### [Set task]
Keep every line in the rows below that contains the word "pine", matching case exactly, and drop the rest.

### [Items]

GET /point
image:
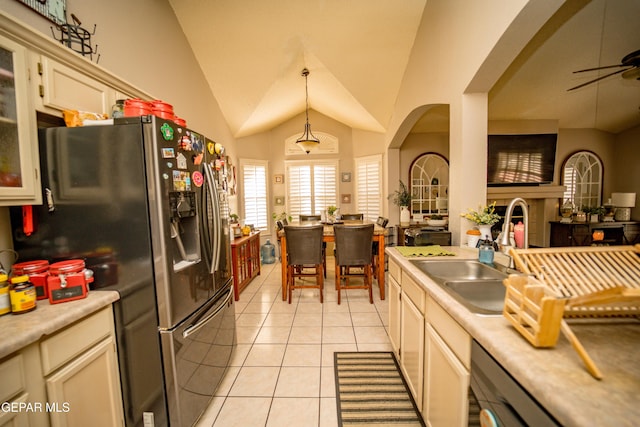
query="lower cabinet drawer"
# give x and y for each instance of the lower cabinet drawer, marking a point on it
(74, 340)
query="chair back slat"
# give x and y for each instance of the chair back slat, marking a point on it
(304, 244)
(353, 244)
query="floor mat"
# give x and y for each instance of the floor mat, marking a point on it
(370, 390)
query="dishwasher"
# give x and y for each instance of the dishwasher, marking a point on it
(496, 398)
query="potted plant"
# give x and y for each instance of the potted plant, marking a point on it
(484, 218)
(402, 198)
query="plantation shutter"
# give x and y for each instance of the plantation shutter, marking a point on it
(254, 183)
(369, 186)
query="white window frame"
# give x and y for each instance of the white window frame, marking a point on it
(316, 206)
(368, 186)
(260, 217)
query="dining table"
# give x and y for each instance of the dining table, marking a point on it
(379, 234)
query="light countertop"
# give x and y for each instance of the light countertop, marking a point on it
(20, 330)
(556, 377)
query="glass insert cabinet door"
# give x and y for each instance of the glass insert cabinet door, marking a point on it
(18, 139)
(429, 184)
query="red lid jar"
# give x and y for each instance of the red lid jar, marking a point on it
(38, 271)
(68, 281)
(162, 109)
(137, 107)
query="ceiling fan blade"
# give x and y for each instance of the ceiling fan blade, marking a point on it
(599, 78)
(600, 68)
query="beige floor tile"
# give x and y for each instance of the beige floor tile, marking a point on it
(328, 412)
(371, 335)
(329, 349)
(302, 355)
(273, 335)
(255, 382)
(279, 319)
(290, 412)
(366, 319)
(265, 355)
(337, 319)
(238, 356)
(338, 335)
(243, 412)
(227, 381)
(306, 335)
(298, 381)
(250, 319)
(307, 319)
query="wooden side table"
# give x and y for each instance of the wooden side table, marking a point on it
(245, 258)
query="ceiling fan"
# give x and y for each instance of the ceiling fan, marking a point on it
(630, 65)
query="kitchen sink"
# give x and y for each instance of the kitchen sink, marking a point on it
(475, 285)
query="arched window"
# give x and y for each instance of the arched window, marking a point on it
(429, 184)
(582, 175)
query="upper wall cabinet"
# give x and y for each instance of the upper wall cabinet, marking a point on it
(63, 88)
(19, 174)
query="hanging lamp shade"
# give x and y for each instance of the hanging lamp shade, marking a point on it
(307, 141)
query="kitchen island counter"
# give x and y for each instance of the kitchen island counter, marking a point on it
(556, 377)
(20, 330)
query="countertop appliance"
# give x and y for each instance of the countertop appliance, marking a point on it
(139, 201)
(427, 236)
(496, 399)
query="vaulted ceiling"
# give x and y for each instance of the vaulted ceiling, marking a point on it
(252, 54)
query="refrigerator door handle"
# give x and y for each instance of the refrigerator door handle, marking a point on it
(217, 223)
(201, 322)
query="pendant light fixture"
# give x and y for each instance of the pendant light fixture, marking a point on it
(307, 141)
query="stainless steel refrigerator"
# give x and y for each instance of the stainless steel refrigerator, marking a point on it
(140, 200)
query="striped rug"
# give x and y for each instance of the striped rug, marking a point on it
(370, 390)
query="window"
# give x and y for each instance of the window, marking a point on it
(429, 184)
(254, 188)
(582, 175)
(311, 186)
(369, 186)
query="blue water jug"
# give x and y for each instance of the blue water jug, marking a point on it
(268, 253)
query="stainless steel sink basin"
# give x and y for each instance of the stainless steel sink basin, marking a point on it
(458, 270)
(475, 285)
(485, 297)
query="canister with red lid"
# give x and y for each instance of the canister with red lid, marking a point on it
(68, 280)
(38, 271)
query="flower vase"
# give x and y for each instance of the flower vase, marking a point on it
(405, 216)
(485, 231)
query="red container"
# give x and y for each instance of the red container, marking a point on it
(162, 109)
(68, 281)
(38, 272)
(137, 107)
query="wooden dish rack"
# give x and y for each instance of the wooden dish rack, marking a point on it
(594, 281)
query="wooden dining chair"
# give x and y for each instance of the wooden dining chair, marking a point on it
(353, 253)
(304, 253)
(382, 222)
(352, 217)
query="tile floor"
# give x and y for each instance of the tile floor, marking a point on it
(282, 371)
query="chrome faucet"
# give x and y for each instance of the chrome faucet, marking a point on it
(504, 240)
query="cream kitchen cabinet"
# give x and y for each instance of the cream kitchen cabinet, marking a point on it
(447, 368)
(22, 384)
(63, 88)
(406, 328)
(79, 359)
(19, 165)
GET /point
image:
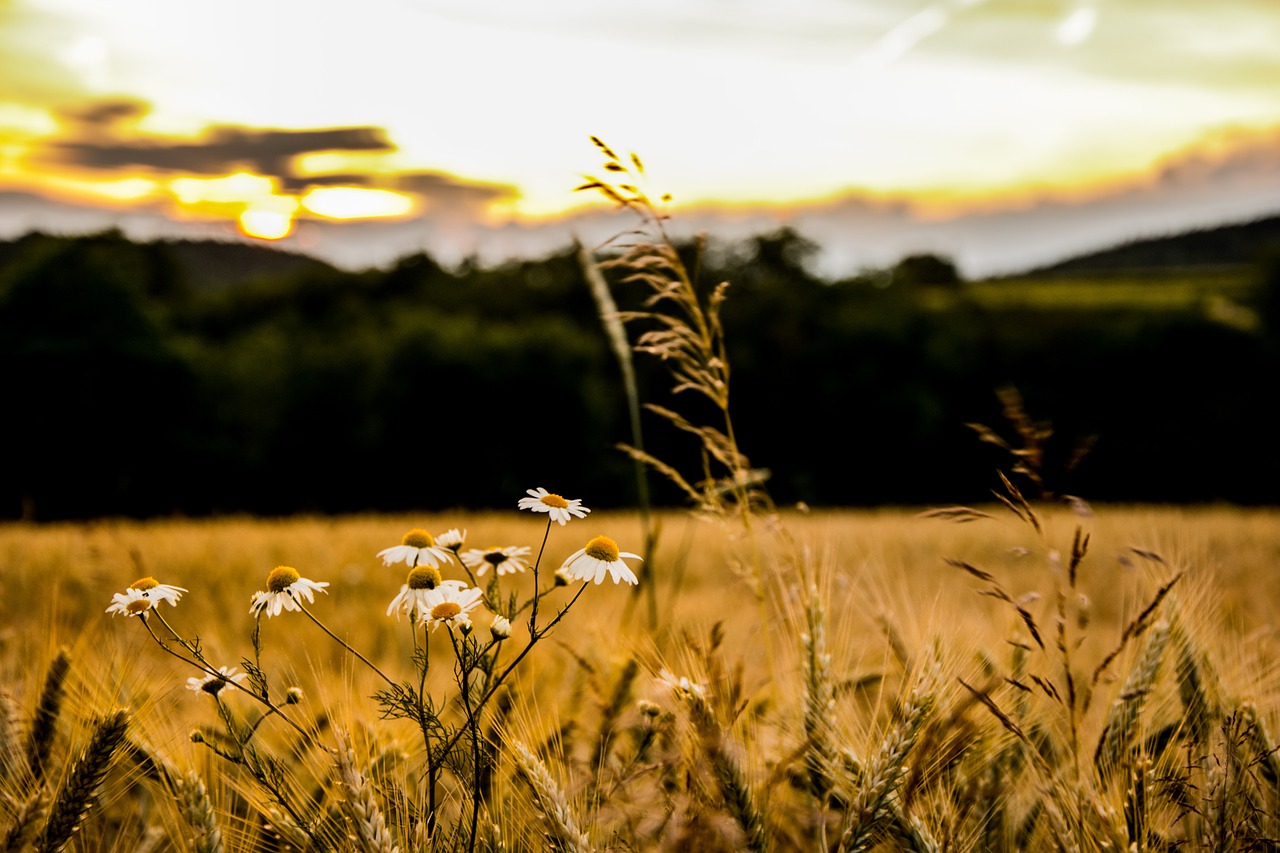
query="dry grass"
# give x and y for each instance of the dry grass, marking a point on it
(1031, 675)
(886, 587)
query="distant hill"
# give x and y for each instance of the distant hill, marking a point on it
(1219, 246)
(204, 264)
(213, 264)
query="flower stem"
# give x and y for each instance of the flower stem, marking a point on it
(343, 643)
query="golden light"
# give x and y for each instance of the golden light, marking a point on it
(126, 188)
(265, 223)
(237, 187)
(356, 203)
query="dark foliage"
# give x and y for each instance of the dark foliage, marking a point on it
(149, 378)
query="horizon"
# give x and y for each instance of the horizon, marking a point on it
(1000, 136)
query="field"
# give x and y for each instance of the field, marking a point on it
(1036, 674)
(886, 597)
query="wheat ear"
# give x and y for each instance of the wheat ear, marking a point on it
(1121, 723)
(359, 804)
(727, 772)
(819, 701)
(565, 834)
(874, 798)
(80, 789)
(197, 810)
(40, 739)
(1197, 685)
(24, 821)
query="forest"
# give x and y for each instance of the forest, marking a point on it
(147, 379)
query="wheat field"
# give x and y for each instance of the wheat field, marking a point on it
(1037, 674)
(890, 594)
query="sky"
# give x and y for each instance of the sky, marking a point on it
(1004, 133)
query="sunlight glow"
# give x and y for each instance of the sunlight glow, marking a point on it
(266, 223)
(231, 188)
(356, 203)
(1077, 27)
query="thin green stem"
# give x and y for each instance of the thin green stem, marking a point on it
(200, 664)
(343, 643)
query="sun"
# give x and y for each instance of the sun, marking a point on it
(266, 224)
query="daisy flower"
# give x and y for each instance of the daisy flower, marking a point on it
(144, 589)
(284, 587)
(131, 602)
(542, 501)
(416, 548)
(214, 683)
(599, 556)
(452, 606)
(452, 539)
(415, 596)
(507, 561)
(681, 685)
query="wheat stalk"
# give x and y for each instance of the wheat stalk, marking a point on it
(881, 774)
(565, 833)
(197, 810)
(819, 703)
(359, 806)
(80, 789)
(24, 821)
(1121, 721)
(40, 739)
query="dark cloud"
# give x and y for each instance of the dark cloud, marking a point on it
(223, 150)
(106, 113)
(451, 196)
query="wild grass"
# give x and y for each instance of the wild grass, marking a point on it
(1034, 674)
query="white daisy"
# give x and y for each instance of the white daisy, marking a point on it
(681, 685)
(452, 539)
(415, 594)
(452, 606)
(599, 556)
(542, 501)
(284, 587)
(149, 589)
(507, 561)
(131, 602)
(416, 548)
(213, 684)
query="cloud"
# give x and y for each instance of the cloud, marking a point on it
(1232, 176)
(223, 150)
(453, 197)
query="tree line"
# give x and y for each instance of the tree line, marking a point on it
(150, 379)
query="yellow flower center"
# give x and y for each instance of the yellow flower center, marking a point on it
(446, 610)
(424, 578)
(603, 548)
(417, 538)
(282, 578)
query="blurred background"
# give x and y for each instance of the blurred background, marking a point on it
(315, 258)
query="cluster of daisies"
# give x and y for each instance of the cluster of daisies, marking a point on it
(425, 597)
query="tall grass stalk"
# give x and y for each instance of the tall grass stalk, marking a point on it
(78, 790)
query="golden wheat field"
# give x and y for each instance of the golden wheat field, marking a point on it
(1031, 675)
(873, 693)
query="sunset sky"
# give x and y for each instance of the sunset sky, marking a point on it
(387, 126)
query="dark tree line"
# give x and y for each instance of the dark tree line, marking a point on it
(147, 379)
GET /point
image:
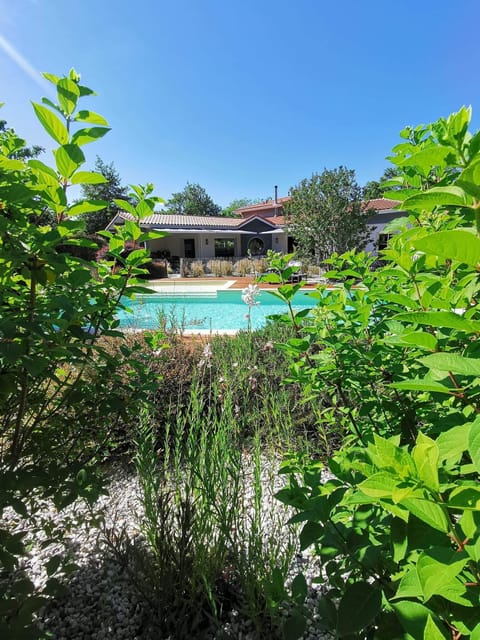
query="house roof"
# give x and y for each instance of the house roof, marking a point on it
(262, 206)
(381, 204)
(183, 222)
(186, 222)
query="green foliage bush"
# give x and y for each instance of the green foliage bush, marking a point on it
(392, 359)
(60, 393)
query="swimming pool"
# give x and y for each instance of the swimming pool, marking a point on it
(205, 312)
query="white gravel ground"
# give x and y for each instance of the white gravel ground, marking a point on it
(99, 603)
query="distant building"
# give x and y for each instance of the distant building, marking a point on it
(261, 227)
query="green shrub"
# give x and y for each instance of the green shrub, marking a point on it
(394, 364)
(60, 394)
(197, 269)
(243, 267)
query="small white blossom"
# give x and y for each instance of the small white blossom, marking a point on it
(207, 355)
(249, 294)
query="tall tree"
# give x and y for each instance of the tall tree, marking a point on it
(377, 188)
(19, 150)
(326, 215)
(108, 190)
(193, 201)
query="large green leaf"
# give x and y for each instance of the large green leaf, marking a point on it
(453, 363)
(47, 174)
(465, 497)
(88, 177)
(409, 586)
(91, 117)
(426, 456)
(437, 570)
(68, 94)
(474, 444)
(413, 617)
(452, 443)
(51, 123)
(441, 319)
(469, 179)
(456, 244)
(432, 632)
(380, 485)
(428, 511)
(84, 136)
(87, 206)
(429, 157)
(418, 384)
(358, 608)
(437, 197)
(421, 339)
(68, 158)
(124, 205)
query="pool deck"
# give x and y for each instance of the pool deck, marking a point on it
(184, 286)
(207, 285)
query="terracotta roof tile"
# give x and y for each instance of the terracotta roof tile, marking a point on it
(169, 220)
(381, 204)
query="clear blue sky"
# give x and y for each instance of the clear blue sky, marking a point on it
(240, 95)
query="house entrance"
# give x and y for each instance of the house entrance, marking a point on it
(189, 247)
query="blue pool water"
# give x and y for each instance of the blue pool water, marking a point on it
(222, 311)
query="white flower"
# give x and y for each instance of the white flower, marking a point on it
(207, 355)
(249, 294)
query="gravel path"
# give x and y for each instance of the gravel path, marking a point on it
(99, 602)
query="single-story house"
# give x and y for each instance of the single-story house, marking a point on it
(258, 228)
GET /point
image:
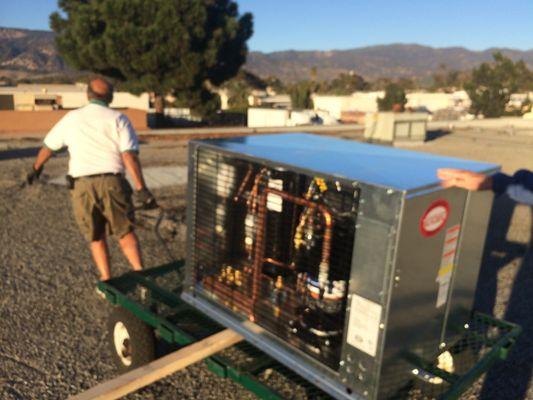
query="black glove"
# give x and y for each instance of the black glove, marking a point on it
(34, 174)
(146, 198)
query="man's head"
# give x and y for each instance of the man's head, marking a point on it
(100, 89)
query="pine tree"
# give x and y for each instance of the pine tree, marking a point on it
(394, 98)
(180, 47)
(492, 84)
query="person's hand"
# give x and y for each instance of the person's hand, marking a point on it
(464, 179)
(146, 198)
(33, 174)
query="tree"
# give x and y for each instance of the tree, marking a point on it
(301, 92)
(344, 85)
(179, 47)
(394, 98)
(492, 84)
(240, 87)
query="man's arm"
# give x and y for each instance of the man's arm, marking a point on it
(133, 166)
(518, 187)
(42, 157)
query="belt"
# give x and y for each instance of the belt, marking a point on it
(98, 175)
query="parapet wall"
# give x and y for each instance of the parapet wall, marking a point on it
(42, 121)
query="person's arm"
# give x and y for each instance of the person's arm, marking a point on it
(42, 157)
(133, 166)
(464, 179)
(518, 187)
(54, 141)
(129, 148)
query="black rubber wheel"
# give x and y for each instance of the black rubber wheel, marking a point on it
(131, 341)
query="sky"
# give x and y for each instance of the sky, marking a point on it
(344, 24)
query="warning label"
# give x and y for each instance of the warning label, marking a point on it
(363, 327)
(444, 276)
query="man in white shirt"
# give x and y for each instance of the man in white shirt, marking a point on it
(101, 143)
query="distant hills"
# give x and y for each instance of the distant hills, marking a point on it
(33, 52)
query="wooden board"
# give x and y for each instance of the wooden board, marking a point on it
(158, 369)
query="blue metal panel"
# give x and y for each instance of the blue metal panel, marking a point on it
(373, 164)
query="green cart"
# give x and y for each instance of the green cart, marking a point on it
(148, 308)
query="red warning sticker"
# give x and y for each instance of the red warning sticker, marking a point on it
(434, 218)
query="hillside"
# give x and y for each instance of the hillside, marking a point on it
(26, 51)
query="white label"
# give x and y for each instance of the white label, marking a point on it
(363, 326)
(444, 276)
(275, 202)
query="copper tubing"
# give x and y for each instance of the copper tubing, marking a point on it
(277, 263)
(328, 220)
(260, 248)
(243, 184)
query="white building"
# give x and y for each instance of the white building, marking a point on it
(366, 102)
(30, 97)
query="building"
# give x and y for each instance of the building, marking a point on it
(366, 102)
(268, 98)
(38, 97)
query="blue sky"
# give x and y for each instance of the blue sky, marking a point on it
(342, 24)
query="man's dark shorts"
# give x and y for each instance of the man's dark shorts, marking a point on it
(102, 205)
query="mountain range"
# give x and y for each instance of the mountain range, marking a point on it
(33, 52)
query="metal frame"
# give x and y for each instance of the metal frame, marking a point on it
(118, 292)
(166, 324)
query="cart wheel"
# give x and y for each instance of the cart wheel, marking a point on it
(131, 341)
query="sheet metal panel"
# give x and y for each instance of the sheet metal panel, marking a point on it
(377, 165)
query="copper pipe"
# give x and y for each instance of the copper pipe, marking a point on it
(260, 248)
(328, 220)
(278, 263)
(243, 184)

### [Solution to the problem]
query="pine tree"
# give x and y for each instance of the pine tree, marking a point on it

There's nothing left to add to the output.